━━━━━ Source excerpt ━━━━━

So everyone’s cool and they look good.
A friend told me that there is even an anonymous Instagram run by a UN intern who snaps pictures of very well dressed ppl inside HQ. I haven’t seen it but I can understand why it exists.
Now honestly I do like dressing up—most of the time. I appreciate that I can use my vanity and shopoholic ways to add to my professional life. It is fun BUUUUUUUUUUTTTTT fancy dress in a fancy city is FREAKING $$$$$$$! Men can get away with a few suits and ties but ladies, oh no, we gotta have LOTS MORE STUFF: multiple tights, heels, purses, dresses etc. And I just don’t have a high ‘work outfit’ budget so I make do with what I can but yes, I gotta shop.
And it matters at work too. Since everyone dresses up, if you don’t, well, you really stick out. Perhaps this is b/c this is also Europe where sweatpants are rarely seen in public (why guys why?!) My jeans = barely worn in GVA btw….
So here I am prancing around in all this fancy dress that I wouldn’t wear much in Canada. AND I LOOK DOWN and quickly SCAN THE PRICE of all the things on my body and I KINDA FEEL SICK.

━━━━━ Supplied entries ━━━━━

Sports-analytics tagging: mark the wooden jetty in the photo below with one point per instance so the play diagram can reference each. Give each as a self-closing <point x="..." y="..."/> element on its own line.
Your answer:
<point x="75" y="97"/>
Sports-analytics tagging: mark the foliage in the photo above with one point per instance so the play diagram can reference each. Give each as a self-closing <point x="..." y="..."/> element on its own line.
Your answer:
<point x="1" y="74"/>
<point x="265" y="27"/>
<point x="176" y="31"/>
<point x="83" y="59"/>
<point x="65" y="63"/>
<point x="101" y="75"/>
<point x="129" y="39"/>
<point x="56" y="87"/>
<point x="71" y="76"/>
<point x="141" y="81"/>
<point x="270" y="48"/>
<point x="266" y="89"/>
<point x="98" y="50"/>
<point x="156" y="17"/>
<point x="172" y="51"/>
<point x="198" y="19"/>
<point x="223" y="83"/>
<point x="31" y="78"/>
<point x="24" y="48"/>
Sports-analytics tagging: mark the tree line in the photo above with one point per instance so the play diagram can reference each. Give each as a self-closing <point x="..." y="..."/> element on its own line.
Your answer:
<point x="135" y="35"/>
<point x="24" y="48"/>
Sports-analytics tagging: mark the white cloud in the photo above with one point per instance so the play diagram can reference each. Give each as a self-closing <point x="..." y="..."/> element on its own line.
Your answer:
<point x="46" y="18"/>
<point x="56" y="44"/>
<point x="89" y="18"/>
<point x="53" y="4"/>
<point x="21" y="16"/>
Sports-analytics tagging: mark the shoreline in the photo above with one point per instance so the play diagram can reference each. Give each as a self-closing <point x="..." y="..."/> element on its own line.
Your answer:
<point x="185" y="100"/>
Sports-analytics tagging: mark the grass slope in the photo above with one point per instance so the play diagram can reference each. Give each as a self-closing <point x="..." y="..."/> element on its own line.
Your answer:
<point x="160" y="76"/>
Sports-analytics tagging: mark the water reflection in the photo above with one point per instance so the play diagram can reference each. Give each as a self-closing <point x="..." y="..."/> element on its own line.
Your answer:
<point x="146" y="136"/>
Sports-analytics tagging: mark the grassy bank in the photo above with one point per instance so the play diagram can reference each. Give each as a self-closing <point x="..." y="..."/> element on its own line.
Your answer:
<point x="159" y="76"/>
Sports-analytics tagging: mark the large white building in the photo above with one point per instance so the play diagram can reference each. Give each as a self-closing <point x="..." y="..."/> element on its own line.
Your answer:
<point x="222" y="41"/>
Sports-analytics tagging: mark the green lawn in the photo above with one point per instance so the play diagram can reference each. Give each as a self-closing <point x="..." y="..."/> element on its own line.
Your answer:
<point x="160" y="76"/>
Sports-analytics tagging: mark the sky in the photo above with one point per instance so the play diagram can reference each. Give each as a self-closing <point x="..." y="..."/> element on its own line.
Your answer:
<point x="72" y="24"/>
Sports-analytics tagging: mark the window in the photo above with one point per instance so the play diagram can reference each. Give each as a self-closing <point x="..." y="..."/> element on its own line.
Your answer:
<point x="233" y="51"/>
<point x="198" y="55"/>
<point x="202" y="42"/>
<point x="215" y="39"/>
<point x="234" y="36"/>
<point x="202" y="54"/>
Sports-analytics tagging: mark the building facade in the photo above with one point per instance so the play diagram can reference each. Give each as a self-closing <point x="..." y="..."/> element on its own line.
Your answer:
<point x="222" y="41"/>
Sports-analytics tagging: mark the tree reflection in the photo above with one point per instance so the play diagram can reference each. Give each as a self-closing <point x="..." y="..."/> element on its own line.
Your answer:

━━━━━

=== Job 1 ===
Return, word for word, the part of the excerpt on dressing for work that begins with the words containing "Now honestly I" and ends with "in GVA btw….".
=== Job 2 ===
Based on the excerpt on dressing for work, decide whether each statement agrees with it. Give yes or no, plus the exact words from the excerpt that settle it: (a) The writer has seen the anonymous Instagram account. (b) According to the writer, men need more items of clothing than women do. (c) The writer's jeans are barely worn in GVA.

=== Written solution 1 ===
Now honestly I do like dressing up—most of the time. I appreciate that I can use my vanity and shopoholic ways to add to my professional life. It is fun BUUUUUUUUUUTTTTT fancy dress in a fancy city is FREAKING $$$$$$$! Men can get away with a few suits and ties but ladies, oh no, we gotta have LOTS MORE STUFF: multiple tights, heels, purses, dresses etc. And I just don’t have a high ‘work outfit’ budget so I make do with what I can but yes, I gotta shop.
And it matters at work too. Since everyone dresses up, if you don’t, well, you really stick out. Perhaps this is b/c this is also Europe where sweatpants are rarely seen in public (why guys why?!) My jeans = barely worn in GVA btw….

=== Written solution 2 ===
(a) No: "I haven’t seen it but I can understand why it exists."
(b) No: "Men can get away with a few suits and ties but ladies, oh no, we gotta have LOTS MORE STUFF"
(c) Yes: "My jeans = barely worn in GVA btw"